_Page excerpt_
-----
Let's look at the example of a traversal of a 4D lattice, which we can think of as the evolution of a 3D traversal in time (a step in the fourth dimension would represent a "pause" in the 3D traversal).

Solution Technique 1

Consider the traversal of a cube with dimensions 3 \times 4 \times 5 \times 3. Then


N = 3 + 4 + 5 + 3


N_x = 3


N_y = 4


N_z = 5


N_t = 3

A path on this 4D lattice has the form:

UUURRRRBBBBBWWW

(where W denotes wait, or a step in the time dimension).
-----
_Data entries_
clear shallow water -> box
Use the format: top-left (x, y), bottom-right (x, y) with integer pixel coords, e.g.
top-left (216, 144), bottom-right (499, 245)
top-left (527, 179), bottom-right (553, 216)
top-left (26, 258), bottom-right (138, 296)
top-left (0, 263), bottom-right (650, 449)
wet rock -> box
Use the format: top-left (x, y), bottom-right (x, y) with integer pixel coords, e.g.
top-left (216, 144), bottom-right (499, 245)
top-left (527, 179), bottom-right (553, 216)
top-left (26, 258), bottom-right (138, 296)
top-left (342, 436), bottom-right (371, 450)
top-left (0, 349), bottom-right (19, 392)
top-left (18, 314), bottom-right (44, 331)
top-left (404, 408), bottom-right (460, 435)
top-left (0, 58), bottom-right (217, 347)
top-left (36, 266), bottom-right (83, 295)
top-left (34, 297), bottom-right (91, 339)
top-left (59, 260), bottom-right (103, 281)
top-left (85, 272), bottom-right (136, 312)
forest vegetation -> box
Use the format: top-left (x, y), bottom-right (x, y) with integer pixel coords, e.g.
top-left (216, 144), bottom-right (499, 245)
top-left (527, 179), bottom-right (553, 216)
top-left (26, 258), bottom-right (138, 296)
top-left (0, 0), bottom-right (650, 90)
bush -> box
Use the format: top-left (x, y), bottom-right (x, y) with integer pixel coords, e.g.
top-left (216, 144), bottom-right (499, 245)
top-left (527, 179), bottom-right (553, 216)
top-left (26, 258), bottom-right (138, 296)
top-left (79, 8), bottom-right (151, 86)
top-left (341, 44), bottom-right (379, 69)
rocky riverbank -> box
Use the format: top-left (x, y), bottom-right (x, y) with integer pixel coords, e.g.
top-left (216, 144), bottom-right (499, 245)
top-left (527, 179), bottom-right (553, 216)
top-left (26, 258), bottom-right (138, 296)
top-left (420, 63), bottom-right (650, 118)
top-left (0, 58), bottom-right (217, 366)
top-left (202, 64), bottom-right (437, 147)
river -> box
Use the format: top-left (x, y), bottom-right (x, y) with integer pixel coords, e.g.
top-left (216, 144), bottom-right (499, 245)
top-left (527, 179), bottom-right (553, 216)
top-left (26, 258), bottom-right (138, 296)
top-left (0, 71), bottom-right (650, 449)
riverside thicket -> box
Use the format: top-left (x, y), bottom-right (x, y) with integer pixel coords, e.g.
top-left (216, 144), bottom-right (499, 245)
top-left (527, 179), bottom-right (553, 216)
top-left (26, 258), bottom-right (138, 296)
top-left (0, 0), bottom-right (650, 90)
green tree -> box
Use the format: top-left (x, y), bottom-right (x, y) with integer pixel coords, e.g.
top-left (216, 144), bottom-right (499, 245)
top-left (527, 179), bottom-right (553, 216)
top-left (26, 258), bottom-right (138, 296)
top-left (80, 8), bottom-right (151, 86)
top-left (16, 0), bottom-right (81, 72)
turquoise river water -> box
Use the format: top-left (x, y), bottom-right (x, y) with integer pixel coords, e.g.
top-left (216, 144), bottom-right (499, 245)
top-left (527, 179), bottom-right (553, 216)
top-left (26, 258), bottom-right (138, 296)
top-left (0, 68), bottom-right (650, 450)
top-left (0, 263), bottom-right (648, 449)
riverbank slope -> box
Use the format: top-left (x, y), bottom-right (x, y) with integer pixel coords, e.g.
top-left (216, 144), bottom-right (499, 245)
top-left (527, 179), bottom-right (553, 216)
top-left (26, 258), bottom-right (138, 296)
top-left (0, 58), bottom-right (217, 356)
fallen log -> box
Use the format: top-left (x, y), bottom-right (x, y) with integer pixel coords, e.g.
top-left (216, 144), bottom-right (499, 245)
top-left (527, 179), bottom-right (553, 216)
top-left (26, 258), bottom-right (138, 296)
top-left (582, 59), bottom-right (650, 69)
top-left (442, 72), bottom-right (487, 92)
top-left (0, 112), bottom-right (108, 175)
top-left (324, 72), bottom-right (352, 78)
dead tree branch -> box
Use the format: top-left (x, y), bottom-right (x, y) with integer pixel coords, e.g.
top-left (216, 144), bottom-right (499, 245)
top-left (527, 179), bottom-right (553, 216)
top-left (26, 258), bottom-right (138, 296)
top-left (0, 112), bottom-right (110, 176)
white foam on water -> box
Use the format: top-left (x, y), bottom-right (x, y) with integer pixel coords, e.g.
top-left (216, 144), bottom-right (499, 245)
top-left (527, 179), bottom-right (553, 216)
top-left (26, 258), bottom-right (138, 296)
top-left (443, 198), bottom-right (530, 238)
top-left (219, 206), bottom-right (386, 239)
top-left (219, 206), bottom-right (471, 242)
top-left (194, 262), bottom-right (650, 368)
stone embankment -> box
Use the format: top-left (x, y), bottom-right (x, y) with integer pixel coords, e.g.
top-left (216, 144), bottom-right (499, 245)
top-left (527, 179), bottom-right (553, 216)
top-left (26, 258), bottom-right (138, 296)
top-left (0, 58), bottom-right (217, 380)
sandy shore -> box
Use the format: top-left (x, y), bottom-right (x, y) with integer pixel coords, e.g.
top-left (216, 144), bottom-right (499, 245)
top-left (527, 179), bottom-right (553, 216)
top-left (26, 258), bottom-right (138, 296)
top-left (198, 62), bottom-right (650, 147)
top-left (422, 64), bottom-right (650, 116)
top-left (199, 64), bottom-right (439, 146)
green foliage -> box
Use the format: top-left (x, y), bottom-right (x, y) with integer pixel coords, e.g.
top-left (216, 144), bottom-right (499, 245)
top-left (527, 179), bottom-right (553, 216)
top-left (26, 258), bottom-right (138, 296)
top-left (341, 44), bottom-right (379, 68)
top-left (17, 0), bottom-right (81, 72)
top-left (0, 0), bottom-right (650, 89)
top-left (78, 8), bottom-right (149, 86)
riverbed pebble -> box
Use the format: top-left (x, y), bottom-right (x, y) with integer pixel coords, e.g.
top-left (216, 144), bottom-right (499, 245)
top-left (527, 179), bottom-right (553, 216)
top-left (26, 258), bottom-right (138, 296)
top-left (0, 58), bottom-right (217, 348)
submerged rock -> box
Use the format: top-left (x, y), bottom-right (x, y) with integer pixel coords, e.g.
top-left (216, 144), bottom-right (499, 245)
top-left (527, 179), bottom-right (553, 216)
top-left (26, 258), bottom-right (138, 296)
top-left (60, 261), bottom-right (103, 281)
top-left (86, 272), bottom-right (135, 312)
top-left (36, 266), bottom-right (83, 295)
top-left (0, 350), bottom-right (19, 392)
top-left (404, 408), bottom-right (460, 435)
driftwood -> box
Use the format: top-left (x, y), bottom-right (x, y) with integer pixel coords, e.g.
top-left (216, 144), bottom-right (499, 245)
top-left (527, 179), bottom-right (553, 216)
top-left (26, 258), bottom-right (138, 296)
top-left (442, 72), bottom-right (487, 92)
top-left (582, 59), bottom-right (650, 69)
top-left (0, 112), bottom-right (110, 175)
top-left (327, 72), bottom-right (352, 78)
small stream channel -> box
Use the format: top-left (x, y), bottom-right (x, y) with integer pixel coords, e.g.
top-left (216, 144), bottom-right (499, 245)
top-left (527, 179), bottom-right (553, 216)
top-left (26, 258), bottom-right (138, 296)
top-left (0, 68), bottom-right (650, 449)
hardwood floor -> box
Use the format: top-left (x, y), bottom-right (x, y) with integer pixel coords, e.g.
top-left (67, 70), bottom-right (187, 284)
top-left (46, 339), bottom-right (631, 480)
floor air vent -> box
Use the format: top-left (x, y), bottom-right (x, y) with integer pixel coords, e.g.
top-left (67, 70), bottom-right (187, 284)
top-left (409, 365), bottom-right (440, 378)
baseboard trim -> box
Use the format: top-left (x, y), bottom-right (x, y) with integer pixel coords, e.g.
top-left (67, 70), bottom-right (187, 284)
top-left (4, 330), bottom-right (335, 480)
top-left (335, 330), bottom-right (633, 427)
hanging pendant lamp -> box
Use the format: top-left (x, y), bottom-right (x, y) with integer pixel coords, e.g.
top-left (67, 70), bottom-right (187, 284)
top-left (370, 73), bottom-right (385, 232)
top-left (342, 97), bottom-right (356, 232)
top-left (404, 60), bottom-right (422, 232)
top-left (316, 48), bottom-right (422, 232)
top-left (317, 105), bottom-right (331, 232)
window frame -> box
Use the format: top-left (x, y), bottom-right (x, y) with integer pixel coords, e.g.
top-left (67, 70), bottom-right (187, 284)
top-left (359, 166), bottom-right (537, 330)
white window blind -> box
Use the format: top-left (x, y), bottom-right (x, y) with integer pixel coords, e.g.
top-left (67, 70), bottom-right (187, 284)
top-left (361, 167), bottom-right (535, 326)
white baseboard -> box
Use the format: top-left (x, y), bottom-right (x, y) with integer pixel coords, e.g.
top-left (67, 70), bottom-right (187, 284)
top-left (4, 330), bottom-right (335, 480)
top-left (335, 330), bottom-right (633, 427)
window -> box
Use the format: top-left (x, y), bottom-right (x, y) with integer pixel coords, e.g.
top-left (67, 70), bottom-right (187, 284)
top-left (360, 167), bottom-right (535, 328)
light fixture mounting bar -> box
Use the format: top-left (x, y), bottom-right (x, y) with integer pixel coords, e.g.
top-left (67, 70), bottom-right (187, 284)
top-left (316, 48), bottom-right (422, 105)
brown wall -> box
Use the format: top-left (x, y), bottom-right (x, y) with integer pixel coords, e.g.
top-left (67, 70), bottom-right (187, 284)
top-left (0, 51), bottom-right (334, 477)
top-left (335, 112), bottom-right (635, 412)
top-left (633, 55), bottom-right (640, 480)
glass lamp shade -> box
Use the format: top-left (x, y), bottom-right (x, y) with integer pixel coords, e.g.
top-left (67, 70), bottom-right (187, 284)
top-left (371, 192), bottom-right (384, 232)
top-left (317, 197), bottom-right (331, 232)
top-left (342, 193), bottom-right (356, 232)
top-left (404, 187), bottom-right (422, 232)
-----
_Problems and tasks_
a – Rewrite the lattice-traversal passage starting at "Let's look at" and ending at "the 3D traversal).", putting "progression" in place of "evolution".
b – How would the lattice-traversal passage go on after its last line? Write the next part.

_Expected results_
a –
Let's look at the example of a traversal of a 4D lattice, which we can think of as the progression of a 3D traversal in time (a step in the fourth dimension would represent a "pause" in the 3D traversal).

b –
The number of permutations is given by:


P = \binom{N_x + N_y + N_z + N_t}{N_x} \cdot \binom{N_y + N_z + N_t}{N_y} \cdot \binom{N_z + N_t}{N_z}

For our specific example,


P = \binom{3+4+5+3}{3} \cdot \binom{4+5+3}{4} \cdot \binom{5+3}{5} = 455 \cdot 495 \cdot 56 = 12,612,600

Confirmed by Mathematica:

Mathematica LatticePermutations.png


Solution Technique 2

Again we consider the traversal of a cube with dimensions 3 \times 4 \times 5 \times 3. Then


N = 3 + 4 + 5 + 3


N_x = 3


N_y = 4


N_z = 5


N_t = 3

This time, we determine the number of permutations of the string UUURRRRBBBBBWWW by counting multiset permutations. We know that each symbol must appear exactly N_i times, so we have a single multiset permutation counting expression to cover all possible lattice paths. In general, the multiset combination of k things, each occurring N_i times, into objects of length N, is given by:


\binom{N}{N_1, N_2, N_3, \dots, N_k}

In the case of a 4D lattice this gives:


\binom{15}{3,4,5,3} = \dfrac{15!}{3! 4! 5! 3!} = 12,612,600

the same result as obtained before.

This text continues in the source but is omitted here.